# Given text
──────────────────────────────

While Huckabee was still in the running for the republican nomination I came to respect him for his unwavering views though I disagreed with several and for his respect of all beliefs and viewpoints. He also showed his humor on the Colbert Report. What I came to believe about him from watching his presence on tv did not fall short to what I saw on stage last night at Bailey Hall. He was funny, genuine, honest, and open. He wasn’t afraid to make statements that he knew many in the building would disagree with (after all Cornell is a pretty liberal campus). He poked fun at himself, made a joke about John McCain being old, and made sure people knew that he wasn’t talking to promote his political agenda. The sense in that building was one of mutual respect between the audience and the speaker.
He explained what made him a republican, and it wasn’t his family seeing that all of them are democrats. His main reason was a belief in small government, though he made sure to state that government can only become small when people choose to be morally upstanding. His argument was that how people act directly affects the size of government, not the other way around. I was able to follow the reasoning, but got lost as soon as he tried to bring it to why he became a republican. I think the pitfall was the simplicity of his argument.
Nonetheless, the Cornell Republicans could not have picked a better speaker to represent the social conservative viewpoint in politics. Huckabee isn’t a Robertson or a Fallwell and that is for the better. He presented his point humanely and respectfully, which, from the chatting of the departing audience, I could tell was received very well.

──────────────────────────────

# Request 1
Put this sentence from the piece on Huckabee's talk into Spanish: "He was funny, genuine, honest, and open."
# Request 2
From the piece on Huckabee's talk, write out the passage starting with "While Huckabee was" and going on through "and the speaker.".
You won't need the records for any of this.

# Data listing
──────────────────────────────

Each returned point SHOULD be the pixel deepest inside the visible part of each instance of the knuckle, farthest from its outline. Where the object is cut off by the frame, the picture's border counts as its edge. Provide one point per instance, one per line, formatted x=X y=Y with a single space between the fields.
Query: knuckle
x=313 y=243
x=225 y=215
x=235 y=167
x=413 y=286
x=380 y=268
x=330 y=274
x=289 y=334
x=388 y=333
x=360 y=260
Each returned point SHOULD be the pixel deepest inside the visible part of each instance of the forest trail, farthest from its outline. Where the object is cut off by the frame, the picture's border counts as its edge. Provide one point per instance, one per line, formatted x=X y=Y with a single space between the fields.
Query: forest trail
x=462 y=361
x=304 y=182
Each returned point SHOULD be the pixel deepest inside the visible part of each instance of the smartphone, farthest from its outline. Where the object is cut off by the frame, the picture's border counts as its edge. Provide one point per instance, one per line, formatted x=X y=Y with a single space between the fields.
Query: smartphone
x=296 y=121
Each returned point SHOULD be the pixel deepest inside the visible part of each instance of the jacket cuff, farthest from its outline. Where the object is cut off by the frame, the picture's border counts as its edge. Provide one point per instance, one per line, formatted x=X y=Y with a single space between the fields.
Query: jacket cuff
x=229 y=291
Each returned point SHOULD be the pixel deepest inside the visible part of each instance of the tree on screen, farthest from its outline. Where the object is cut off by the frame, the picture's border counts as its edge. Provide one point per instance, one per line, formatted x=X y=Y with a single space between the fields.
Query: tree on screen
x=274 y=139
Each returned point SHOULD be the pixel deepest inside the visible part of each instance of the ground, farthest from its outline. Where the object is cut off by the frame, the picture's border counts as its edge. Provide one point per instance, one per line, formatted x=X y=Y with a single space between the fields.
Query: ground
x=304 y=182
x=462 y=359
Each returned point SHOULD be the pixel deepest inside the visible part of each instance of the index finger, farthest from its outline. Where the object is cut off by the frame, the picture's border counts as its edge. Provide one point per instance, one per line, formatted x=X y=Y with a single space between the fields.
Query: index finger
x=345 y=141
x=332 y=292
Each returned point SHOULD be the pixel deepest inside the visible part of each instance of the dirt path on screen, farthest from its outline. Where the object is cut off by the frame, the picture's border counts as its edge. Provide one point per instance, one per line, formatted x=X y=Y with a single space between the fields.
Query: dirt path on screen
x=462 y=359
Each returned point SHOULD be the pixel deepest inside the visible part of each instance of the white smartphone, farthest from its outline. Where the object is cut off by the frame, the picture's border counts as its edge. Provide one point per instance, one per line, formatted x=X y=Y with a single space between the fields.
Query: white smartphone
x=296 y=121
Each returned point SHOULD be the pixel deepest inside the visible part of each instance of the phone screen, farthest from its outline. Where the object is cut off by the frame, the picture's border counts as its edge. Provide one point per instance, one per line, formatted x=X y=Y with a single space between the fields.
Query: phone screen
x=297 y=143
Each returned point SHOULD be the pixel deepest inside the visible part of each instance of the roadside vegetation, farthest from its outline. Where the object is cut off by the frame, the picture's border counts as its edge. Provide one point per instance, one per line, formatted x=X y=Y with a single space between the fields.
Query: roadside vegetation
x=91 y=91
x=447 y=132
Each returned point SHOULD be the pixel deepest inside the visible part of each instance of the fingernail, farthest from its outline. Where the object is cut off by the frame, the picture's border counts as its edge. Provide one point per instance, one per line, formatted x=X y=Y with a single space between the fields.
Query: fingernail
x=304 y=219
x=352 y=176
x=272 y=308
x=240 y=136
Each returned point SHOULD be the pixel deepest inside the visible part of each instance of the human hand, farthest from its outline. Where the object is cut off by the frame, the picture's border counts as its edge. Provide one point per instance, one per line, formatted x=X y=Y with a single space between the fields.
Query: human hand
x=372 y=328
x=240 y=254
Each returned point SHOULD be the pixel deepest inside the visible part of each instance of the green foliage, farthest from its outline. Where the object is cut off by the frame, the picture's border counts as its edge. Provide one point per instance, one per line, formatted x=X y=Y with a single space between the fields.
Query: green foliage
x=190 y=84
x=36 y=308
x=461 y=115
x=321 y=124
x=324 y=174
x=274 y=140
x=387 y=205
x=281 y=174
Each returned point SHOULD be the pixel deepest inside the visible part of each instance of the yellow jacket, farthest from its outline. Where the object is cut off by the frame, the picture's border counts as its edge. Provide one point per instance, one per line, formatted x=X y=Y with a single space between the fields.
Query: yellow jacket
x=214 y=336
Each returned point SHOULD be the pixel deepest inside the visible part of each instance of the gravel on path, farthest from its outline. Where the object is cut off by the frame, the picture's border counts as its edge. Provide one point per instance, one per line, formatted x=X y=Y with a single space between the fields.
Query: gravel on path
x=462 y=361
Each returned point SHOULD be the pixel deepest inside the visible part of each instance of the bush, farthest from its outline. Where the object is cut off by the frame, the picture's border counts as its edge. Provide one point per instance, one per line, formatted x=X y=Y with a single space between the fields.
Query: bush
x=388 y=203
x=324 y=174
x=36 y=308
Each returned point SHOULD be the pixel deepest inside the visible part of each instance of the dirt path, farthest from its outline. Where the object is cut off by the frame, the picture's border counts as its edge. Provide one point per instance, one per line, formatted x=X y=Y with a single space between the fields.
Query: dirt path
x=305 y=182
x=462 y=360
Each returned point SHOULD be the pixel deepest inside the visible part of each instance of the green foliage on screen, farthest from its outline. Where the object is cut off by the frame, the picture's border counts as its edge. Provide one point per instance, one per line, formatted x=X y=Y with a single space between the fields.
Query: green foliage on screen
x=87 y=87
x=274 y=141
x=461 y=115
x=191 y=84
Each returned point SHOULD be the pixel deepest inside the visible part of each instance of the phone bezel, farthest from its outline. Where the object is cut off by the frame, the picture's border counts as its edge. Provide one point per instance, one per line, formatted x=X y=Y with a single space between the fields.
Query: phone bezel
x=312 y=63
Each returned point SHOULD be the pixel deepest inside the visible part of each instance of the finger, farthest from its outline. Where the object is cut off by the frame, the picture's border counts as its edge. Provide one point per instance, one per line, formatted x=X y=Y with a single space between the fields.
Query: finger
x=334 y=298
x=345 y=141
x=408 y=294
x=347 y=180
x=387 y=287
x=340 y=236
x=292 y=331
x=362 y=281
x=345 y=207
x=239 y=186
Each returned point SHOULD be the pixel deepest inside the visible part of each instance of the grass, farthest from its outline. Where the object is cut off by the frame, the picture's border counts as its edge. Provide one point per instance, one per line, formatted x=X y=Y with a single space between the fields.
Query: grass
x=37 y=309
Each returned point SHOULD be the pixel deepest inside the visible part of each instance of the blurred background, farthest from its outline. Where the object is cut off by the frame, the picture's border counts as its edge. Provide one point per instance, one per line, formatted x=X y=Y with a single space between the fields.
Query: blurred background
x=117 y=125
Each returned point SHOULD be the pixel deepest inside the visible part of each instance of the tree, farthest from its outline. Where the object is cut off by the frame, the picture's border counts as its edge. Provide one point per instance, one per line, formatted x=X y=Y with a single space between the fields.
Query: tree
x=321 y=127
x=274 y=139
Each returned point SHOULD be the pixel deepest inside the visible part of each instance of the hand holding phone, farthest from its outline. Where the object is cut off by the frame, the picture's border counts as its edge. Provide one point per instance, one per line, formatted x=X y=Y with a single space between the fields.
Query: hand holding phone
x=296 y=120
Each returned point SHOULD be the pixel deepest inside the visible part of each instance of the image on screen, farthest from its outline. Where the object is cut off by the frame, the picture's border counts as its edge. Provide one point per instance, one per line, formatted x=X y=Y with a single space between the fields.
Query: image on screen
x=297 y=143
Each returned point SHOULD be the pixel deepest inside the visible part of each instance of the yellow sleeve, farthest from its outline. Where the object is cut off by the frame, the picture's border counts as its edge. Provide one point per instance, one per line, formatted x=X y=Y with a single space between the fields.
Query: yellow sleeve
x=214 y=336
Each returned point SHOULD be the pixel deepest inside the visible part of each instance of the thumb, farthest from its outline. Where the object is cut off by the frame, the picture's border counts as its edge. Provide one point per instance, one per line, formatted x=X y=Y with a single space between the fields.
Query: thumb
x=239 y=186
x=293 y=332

──────────────────────────────

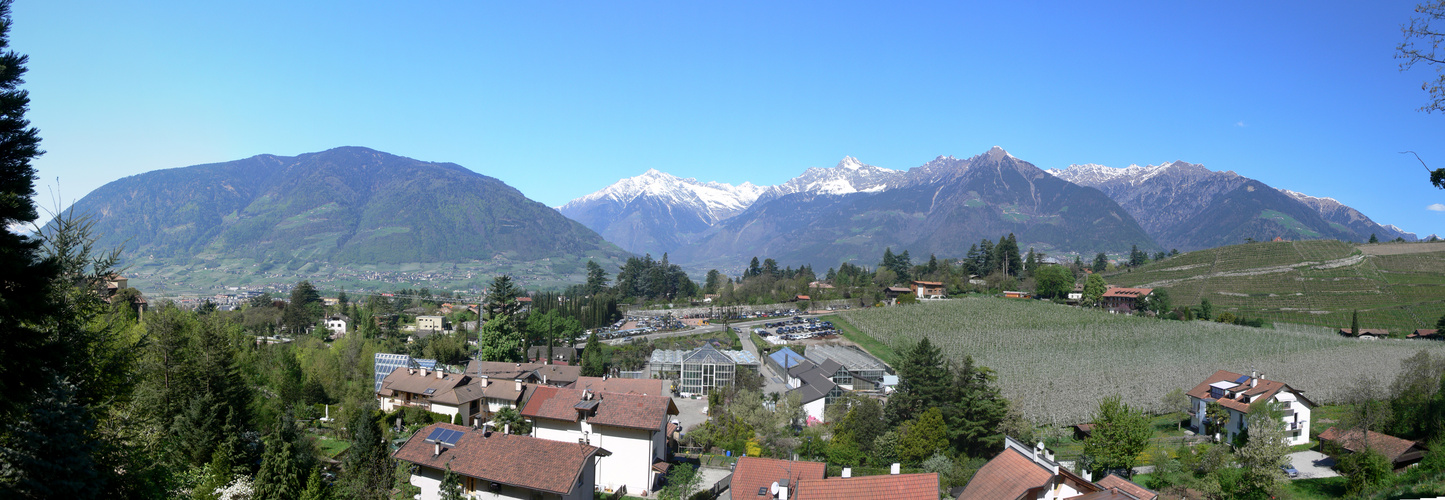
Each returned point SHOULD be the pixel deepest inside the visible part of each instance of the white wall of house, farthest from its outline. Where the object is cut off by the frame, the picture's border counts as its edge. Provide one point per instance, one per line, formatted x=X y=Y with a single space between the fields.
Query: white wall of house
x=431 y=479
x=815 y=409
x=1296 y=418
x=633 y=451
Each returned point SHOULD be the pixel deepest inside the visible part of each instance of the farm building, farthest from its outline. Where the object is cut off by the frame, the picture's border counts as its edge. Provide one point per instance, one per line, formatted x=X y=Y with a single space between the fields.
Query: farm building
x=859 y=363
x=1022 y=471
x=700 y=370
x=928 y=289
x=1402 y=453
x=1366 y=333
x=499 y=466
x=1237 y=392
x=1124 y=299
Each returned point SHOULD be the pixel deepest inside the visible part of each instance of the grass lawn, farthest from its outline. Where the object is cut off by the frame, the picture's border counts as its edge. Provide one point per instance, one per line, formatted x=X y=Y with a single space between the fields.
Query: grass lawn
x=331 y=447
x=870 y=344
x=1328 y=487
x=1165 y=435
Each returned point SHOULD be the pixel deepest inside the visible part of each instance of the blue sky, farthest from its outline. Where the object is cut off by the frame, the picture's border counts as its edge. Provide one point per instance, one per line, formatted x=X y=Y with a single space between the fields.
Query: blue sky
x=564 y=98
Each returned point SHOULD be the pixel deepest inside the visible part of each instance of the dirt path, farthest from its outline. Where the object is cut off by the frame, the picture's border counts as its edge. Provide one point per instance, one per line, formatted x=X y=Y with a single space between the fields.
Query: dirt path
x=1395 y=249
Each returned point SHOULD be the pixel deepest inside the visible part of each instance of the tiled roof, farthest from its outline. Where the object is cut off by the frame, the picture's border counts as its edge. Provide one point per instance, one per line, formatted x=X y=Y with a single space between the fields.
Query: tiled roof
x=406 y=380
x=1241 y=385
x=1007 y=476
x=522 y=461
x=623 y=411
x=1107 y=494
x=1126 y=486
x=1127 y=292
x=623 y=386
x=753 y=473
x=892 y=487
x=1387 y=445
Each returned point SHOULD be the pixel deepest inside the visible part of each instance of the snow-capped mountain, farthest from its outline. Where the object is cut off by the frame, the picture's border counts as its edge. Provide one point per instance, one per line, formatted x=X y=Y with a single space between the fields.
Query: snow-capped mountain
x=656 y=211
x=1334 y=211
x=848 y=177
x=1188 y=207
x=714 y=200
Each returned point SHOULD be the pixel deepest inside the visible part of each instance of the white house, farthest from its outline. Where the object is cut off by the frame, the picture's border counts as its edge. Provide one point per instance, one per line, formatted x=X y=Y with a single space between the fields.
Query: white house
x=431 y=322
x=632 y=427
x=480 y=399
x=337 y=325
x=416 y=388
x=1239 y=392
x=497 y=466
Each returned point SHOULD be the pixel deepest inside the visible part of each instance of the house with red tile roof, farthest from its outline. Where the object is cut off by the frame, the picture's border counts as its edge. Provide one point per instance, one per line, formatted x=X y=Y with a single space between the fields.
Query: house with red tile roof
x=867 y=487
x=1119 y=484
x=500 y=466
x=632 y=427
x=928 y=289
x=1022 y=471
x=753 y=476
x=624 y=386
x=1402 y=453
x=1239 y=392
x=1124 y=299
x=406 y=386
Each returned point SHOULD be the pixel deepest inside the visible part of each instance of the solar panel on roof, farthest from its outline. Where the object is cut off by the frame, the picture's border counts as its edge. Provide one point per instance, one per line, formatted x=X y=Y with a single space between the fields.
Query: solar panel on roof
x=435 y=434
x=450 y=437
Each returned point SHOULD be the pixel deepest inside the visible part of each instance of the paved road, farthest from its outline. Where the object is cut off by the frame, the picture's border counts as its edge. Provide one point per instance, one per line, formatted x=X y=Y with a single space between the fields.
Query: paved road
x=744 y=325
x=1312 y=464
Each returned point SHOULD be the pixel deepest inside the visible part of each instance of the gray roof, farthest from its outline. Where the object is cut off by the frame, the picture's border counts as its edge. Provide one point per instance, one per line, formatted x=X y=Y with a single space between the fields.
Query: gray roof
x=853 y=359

──────────────────────────────

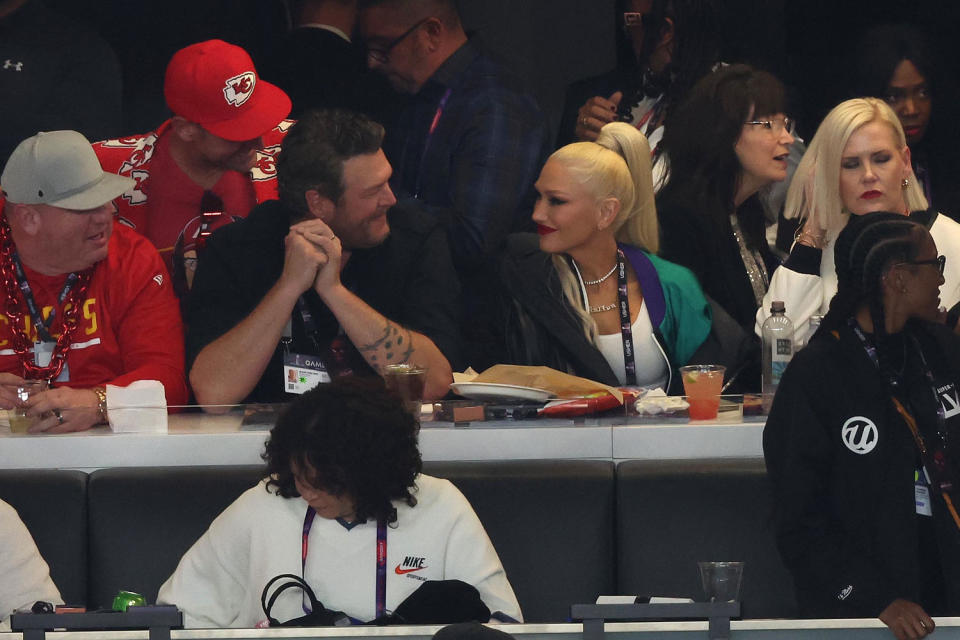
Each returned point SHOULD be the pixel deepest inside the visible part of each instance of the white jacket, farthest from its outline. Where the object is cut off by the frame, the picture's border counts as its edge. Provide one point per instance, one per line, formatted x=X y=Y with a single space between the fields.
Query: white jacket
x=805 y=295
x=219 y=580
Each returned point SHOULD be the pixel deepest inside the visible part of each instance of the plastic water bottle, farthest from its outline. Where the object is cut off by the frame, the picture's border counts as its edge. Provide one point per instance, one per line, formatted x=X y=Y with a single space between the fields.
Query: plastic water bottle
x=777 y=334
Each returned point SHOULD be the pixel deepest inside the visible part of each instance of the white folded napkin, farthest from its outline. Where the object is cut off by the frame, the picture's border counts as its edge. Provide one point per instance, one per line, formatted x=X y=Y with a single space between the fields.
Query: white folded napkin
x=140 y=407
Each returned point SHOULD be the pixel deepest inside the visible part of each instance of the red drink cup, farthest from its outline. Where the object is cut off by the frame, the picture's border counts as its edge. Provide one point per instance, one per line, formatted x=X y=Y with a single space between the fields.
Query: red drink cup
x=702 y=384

──────────────────────────────

# Written solution 1
Era gracioso, auténtico, honesto y abierto.

# Written solution 2
While Huckabee was still in the running for the republican nomination I came to respect him for his unwavering views though I disagreed with several and for his respect of all beliefs and viewpoints. He also showed his humor on the Colbert Report. What I came to believe about him from watching his presence on tv did not fall short to what I saw on stage last night at Bailey Hall. He was funny, genuine, honest, and open. He wasn’t afraid to make statements that he knew many in the building would disagree with (after all Cornell is a pretty liberal campus). He poked fun at himself, made a joke about John McCain being old, and made sure people knew that he wasn’t talking to promote his political agenda. The sense in that building was one of mutual respect between the audience and the speaker.